[Opening TEXT EXCERPT section]

I’ve told members of our crew at Sole Food, “You don’t have a monopoly on suffering.” I know that some of us got lucky, have access to more resources, were born into more privilege, got the right genes to be pretty or handsome, or have a more comfortable safety net to fall back on. And while it is near-impossible for me to live in this world and not feel the misery that so many people are going through, I know I need to recognize the difference between compassion and pity. I’m not sure the latter has ever provided much relief. Seann and I insist on compassion; we believe it drives all of us to some form of action — to make a donation, prepare a meal for someone, lend an ear, plant some seeds, or provide a job.

***

It’s a big day, our first large harvest since our little fledgling farm was planted, and Seann, Kenny, and I, together with the rest of our newly hired crew, are gathering rainbow chard, lacinato kale, French Breakfast radish, and collard greens for the afternoon market held a few blocks away in front of the train station.

We’ll soon be selling our harvest right there, to businesspeople fresh from their high-rise office buildings, travelers getting on or off trains or buses that stop a short distance from our stall, and residents from nearby apartments and condominiums. Sole Food gives local a whole new meaning, as the produce on our market tables is harvested within walking distance down the street.

On the farm we break off stems and leaves, pull roots, make bunches, and pile them into nearby boxes. It’s a familiar rhythm for me, with familiar crops, and I realize there are probably hundreds of farmers at this very moment doing exactly the same thing—except accompanied by birds singing or wind rustling trees rather than the nonstop clamor of traffic and sirens and hustle.

[Closing TEXT EXCERPT section]
[Opening PROVIDED INFORMATION section]

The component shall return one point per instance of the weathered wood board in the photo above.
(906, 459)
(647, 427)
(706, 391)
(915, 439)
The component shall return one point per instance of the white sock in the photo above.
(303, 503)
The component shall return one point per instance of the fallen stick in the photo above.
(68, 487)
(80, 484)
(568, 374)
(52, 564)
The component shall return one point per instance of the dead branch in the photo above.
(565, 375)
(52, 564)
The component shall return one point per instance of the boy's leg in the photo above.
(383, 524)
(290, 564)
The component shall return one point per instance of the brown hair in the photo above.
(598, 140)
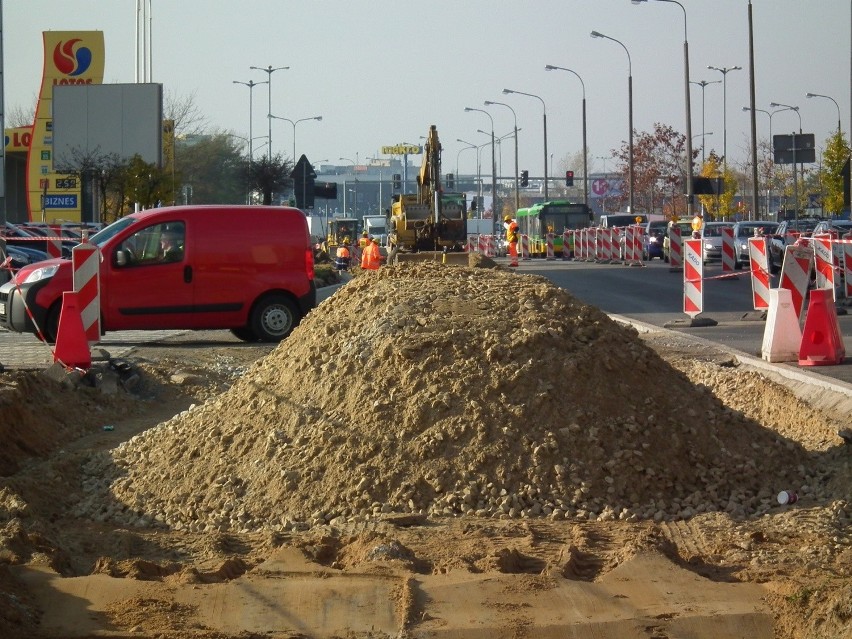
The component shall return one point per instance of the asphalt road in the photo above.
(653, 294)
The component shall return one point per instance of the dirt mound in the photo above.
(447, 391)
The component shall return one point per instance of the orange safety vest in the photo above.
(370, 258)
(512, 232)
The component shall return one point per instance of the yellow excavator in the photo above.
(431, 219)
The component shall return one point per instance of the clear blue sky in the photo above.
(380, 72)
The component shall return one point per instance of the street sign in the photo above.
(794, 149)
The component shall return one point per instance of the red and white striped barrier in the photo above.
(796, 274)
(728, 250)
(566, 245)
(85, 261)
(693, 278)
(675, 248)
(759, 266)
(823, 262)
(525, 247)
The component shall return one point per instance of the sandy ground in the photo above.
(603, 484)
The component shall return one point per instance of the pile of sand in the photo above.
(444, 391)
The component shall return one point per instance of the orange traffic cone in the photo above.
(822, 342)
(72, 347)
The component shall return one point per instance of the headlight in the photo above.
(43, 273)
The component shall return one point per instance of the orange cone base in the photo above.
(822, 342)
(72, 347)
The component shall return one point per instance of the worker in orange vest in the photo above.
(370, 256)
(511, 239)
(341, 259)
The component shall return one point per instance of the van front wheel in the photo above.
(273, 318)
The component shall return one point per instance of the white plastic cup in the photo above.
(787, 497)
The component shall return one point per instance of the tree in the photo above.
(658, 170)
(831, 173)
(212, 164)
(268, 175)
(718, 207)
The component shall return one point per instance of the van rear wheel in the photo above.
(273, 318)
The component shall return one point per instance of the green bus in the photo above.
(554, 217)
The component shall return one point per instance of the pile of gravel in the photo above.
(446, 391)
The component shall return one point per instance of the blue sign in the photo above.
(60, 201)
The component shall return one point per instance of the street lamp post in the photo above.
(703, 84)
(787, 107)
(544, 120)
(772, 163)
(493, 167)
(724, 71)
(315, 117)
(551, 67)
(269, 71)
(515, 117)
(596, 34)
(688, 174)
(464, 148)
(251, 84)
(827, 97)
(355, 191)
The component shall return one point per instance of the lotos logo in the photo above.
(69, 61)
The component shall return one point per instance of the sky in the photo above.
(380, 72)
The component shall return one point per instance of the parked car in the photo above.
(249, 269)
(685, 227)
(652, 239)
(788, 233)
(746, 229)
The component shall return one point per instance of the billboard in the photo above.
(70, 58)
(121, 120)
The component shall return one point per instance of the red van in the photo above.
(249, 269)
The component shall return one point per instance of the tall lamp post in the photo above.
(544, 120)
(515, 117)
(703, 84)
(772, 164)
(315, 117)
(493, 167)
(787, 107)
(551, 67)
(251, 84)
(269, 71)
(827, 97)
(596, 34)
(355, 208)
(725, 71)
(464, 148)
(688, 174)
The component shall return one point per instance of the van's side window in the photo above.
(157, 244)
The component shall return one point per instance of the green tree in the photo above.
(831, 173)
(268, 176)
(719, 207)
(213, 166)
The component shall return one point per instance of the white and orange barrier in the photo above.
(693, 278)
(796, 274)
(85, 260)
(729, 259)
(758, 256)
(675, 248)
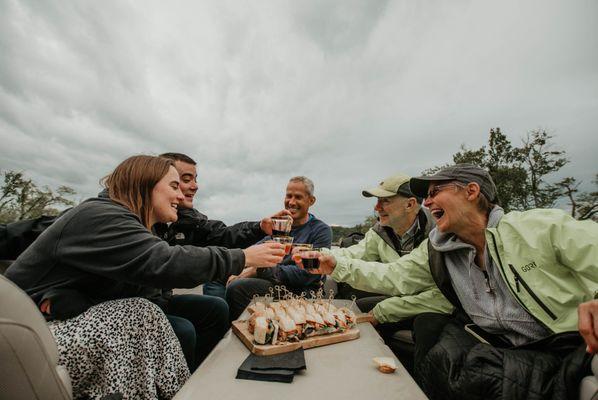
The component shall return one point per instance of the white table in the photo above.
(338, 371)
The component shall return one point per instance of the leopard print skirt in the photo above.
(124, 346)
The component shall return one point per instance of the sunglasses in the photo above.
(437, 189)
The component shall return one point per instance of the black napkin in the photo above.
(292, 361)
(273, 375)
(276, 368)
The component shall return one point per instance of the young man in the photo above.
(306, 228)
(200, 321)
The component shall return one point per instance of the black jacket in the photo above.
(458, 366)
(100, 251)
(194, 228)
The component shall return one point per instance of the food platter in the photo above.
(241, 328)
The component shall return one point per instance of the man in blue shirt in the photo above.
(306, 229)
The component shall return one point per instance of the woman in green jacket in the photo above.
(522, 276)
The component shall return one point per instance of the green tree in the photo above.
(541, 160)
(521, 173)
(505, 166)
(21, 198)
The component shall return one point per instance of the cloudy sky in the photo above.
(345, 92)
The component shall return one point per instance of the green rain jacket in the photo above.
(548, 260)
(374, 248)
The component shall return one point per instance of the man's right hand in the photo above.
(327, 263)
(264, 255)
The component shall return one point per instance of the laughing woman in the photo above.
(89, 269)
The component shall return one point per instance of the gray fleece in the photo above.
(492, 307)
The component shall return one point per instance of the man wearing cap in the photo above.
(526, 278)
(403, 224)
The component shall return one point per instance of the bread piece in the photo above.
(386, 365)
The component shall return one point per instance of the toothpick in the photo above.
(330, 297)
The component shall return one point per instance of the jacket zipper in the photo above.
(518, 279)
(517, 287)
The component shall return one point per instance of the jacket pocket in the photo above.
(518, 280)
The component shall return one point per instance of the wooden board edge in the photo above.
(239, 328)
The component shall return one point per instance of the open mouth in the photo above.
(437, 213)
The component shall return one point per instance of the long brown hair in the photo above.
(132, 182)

[Closing PROVIDED INFORMATION section]

- _TASK DESCRIPTION_: Please copy the Sole Food passage above word for word, from "It’s a big day, our" to "the train station.".

- _ANSWER BOX_:
It’s a big day, our first large harvest since our little fledgling farm was planted, and Seann, Kenny, and I, together with the rest of our newly hired crew, are gathering rainbow chard, lacinato kale, French Breakfast radish, and collard greens for the afternoon market held a few blocks away in front of the train station.